*TASK TO CARRY OUT*.
Your task is to repeat the entries exactly. Leave the pictures out.

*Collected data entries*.
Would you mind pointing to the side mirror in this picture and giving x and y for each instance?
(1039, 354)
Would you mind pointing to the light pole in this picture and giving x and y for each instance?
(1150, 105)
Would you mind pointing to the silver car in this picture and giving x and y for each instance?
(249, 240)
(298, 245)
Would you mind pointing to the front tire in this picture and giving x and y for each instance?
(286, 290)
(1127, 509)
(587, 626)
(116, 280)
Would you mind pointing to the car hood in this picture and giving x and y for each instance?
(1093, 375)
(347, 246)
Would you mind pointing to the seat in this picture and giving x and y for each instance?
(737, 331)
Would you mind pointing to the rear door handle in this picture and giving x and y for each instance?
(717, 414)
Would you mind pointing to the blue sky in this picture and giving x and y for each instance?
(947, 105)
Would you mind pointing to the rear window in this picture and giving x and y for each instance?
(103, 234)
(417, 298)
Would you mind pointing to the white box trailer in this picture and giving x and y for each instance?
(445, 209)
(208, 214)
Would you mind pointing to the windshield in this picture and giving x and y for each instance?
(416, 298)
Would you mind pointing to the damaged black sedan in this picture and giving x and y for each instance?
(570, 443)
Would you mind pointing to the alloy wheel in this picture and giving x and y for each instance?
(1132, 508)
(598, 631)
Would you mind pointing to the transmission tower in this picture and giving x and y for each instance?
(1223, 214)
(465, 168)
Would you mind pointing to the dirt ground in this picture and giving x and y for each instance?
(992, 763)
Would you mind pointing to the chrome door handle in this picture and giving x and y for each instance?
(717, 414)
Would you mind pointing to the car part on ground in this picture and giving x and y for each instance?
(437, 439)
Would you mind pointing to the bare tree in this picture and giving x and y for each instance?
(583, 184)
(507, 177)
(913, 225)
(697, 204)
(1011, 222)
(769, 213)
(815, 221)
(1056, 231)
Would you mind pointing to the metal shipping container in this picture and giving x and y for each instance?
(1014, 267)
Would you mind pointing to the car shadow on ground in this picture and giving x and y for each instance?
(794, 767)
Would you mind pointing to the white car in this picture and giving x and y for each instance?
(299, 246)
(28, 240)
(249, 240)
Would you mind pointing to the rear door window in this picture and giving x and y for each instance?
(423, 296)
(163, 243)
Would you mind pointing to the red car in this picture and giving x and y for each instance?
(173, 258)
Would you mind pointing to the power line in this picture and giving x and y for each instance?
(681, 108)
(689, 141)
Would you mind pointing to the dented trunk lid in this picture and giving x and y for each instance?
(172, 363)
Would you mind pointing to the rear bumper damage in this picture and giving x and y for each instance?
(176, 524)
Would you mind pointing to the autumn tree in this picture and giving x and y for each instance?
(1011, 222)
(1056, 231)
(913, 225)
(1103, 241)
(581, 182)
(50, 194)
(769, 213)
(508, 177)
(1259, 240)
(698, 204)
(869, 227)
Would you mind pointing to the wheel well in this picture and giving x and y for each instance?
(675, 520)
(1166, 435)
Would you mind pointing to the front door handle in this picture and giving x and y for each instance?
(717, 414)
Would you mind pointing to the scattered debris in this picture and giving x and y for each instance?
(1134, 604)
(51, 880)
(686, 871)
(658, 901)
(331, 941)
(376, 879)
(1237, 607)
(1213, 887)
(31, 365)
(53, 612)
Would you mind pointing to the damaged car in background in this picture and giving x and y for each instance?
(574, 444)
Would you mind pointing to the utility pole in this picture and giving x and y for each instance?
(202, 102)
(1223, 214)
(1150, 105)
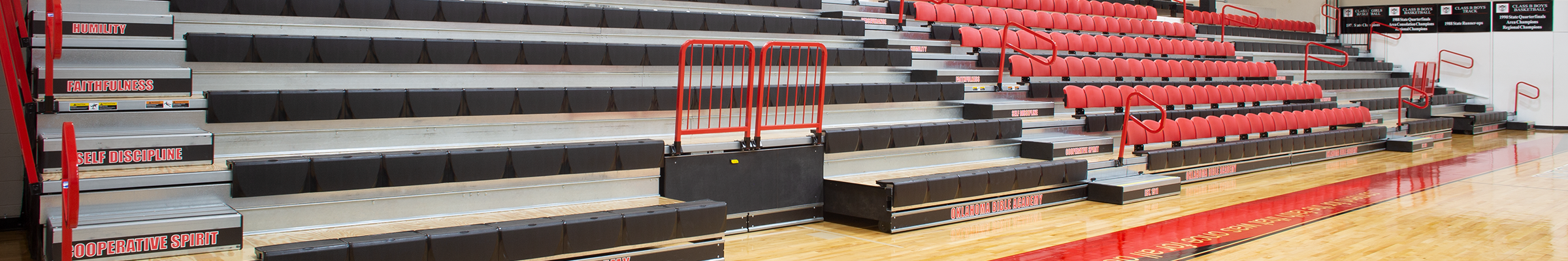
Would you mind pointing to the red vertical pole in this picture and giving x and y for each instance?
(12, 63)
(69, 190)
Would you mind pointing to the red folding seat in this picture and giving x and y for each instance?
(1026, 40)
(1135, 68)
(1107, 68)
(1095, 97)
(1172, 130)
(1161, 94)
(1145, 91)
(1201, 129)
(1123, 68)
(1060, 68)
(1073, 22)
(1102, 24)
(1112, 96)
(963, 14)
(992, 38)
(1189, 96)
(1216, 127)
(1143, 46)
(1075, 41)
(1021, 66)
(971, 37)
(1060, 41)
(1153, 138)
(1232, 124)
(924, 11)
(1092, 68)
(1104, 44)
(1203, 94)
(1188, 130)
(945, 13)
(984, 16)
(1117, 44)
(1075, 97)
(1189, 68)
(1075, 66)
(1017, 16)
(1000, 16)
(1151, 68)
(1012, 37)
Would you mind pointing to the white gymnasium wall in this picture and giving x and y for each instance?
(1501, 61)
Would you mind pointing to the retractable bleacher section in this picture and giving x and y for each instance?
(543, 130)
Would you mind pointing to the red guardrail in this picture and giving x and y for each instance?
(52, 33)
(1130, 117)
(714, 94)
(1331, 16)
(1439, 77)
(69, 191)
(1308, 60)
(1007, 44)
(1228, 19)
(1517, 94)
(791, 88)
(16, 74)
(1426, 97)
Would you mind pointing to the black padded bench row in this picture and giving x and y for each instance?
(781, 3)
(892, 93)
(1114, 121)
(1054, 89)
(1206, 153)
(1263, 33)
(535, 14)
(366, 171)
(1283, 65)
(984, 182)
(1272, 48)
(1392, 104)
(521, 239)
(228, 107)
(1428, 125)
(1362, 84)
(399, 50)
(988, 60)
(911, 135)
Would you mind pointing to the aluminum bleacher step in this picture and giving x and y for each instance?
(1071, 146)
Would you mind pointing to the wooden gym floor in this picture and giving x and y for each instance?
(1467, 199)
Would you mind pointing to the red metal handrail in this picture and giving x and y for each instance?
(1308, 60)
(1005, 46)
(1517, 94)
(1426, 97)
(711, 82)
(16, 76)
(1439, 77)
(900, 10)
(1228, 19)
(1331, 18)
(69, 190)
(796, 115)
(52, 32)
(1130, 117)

*WRITTEN RESPONSE*.
Would you mind pointing to the side mirror in this picture and giving x and y for each instance?
(1039, 354)
Would you mind pointing to the light pole in this picture and giving x and y for each instance?
(1150, 105)
Would you mind pointing to the silver car in this picture and giving x and y for each instance?
(249, 240)
(298, 245)
Would you mind pointing to the front tire in this picture and giving x and y for each instance?
(286, 290)
(1127, 509)
(587, 626)
(116, 280)
Would you mind pointing to the car hood in this picture and giving x and y for each instance?
(1093, 375)
(347, 246)
Would you mind pointing to the seat in this picture and giving x and y for each instance?
(737, 331)
Would you mind pointing to the rear door handle in this picture and giving x and y for each instance?
(717, 414)
Would you mind pointing to the blue sky in this picture and giving x and y for each instance?
(947, 105)
Would you mind pointing to the rear window in this picture and giving x and y for each instance?
(103, 234)
(417, 298)
Would you mind pointing to the white box trailer in this picture and giving x and y for each instance?
(445, 209)
(208, 214)
Would you mind pointing to the windshield in this picture and giving x and y for each instance?
(416, 298)
Would you mind pointing to the damaged black sedan in this picture and giving x and y for each instance?
(570, 443)
Would you mind pointing to the alloy wheel in this picture and giving x and y for each instance?
(1132, 508)
(598, 631)
Would you mind pointing to the transmission tower in this picture and giving x and y for each instance?
(1223, 214)
(465, 168)
Would you mind pointing to the dirt ground in this picture and giving x and y for each instance?
(992, 763)
Would you mind pointing to the chrome door handle in this picture and giving x and y for each instance?
(717, 414)
Would you mind pointing to the car part on ground in this picture and giving x and y for each instance?
(437, 439)
Would you mind pointing to the bare tree in this picture and giving x and y for each instance?
(583, 184)
(507, 177)
(913, 225)
(697, 204)
(1011, 222)
(769, 213)
(815, 221)
(1056, 231)
Would you mind pointing to the metal shipping container in this picture and giving x and y for each instance?
(1014, 267)
Would you mind pointing to the car shadow on ground in this picture and giving x and y for each instance?
(794, 767)
Would you mind pointing to the white car in this picture and giving x and y for each instance?
(299, 246)
(28, 240)
(249, 240)
Would you mind pointing to the rear door window in this picture and giving x and y for each instance?
(423, 296)
(163, 243)
Would you mind pointing to the red car in this picture and giving x and y for each instance?
(173, 258)
Would you mind pointing to the power line in this picture and giving x and y for each instance?
(681, 108)
(689, 141)
Would you mind pointing to the dented trunk lid in this picture and giving x and y for each instance?
(172, 363)
Would you mind pointing to the rear bumper damage in this picture and giving x and y for each instance?
(176, 524)
Would you mind pointing to the autumn tree in this picture and giving x and y for each instance?
(1011, 222)
(1056, 231)
(913, 225)
(1103, 241)
(581, 182)
(50, 194)
(769, 213)
(508, 177)
(1259, 240)
(698, 204)
(869, 227)
Would you mind pointing to the wheel well in this picture and giving x and y for each instance?
(675, 520)
(1166, 435)
Would you mind pointing to the front door handle in this picture and giving x and y for each instance?
(717, 414)
Would you mind pointing to the scattered debris in this picture and giving x and y for each instance?
(1134, 604)
(51, 880)
(686, 871)
(658, 901)
(331, 941)
(376, 879)
(1237, 607)
(1213, 887)
(31, 365)
(53, 612)
Would you mind pointing to the damaged car in background in this picture and giving x and y for each instance?
(574, 444)
Would you mind pointing to the utility pole in this picture and giving x and y for each instance?
(202, 102)
(1223, 214)
(1150, 105)
Would you mind pointing to the red vertical pole in this picture and giving x and y for each instance?
(12, 63)
(69, 190)
Would you mind pointing to the red folding seat in this picture and giving x and y for each instance?
(1026, 40)
(1135, 68)
(1107, 68)
(1095, 97)
(1172, 130)
(1161, 94)
(1145, 91)
(1201, 129)
(1123, 68)
(1060, 68)
(1073, 22)
(1102, 24)
(1112, 96)
(963, 14)
(992, 38)
(1189, 96)
(1216, 127)
(1143, 46)
(1075, 41)
(1021, 66)
(971, 37)
(1060, 41)
(1153, 138)
(1232, 124)
(924, 11)
(1092, 68)
(1104, 44)
(1203, 94)
(1188, 130)
(945, 13)
(984, 16)
(1117, 44)
(1075, 97)
(1189, 68)
(1075, 66)
(1017, 16)
(1000, 16)
(1151, 68)
(1012, 37)
Would you mind pointing to the white gymnasium wall in this picture and giving x and y for each instance?
(1501, 61)
Would you mind pointing to the retractable bleacher section in this picture and giving x and y for each instance?
(543, 130)
Would you mind pointing to the red guardrail in this picture and giving x and y for each instance?
(52, 33)
(1130, 117)
(714, 94)
(1331, 16)
(1439, 77)
(69, 191)
(1308, 60)
(1007, 44)
(1228, 19)
(1517, 94)
(791, 88)
(16, 74)
(1426, 97)
Would you mind pointing to the black padded bench row in this picture and giving x and y for each instance?
(781, 3)
(892, 93)
(1114, 121)
(1054, 89)
(1206, 153)
(1263, 33)
(535, 14)
(366, 171)
(1283, 65)
(984, 182)
(1272, 48)
(1392, 104)
(521, 239)
(228, 107)
(1428, 125)
(1362, 84)
(399, 50)
(988, 60)
(911, 135)
Would you mind pointing to the aluminum bleacher step in this picture and giving x and y for each instance?
(1071, 146)
Would you mind pointing to the wooden gym floor in this picture and giving x and y for each instance?
(1467, 199)
Would you mind pointing to the red metal handrail in this picture and giving x and y for each instance?
(1308, 60)
(1005, 46)
(1517, 94)
(1426, 97)
(711, 82)
(16, 76)
(1439, 77)
(900, 10)
(1228, 19)
(1331, 18)
(69, 190)
(796, 115)
(52, 32)
(1130, 117)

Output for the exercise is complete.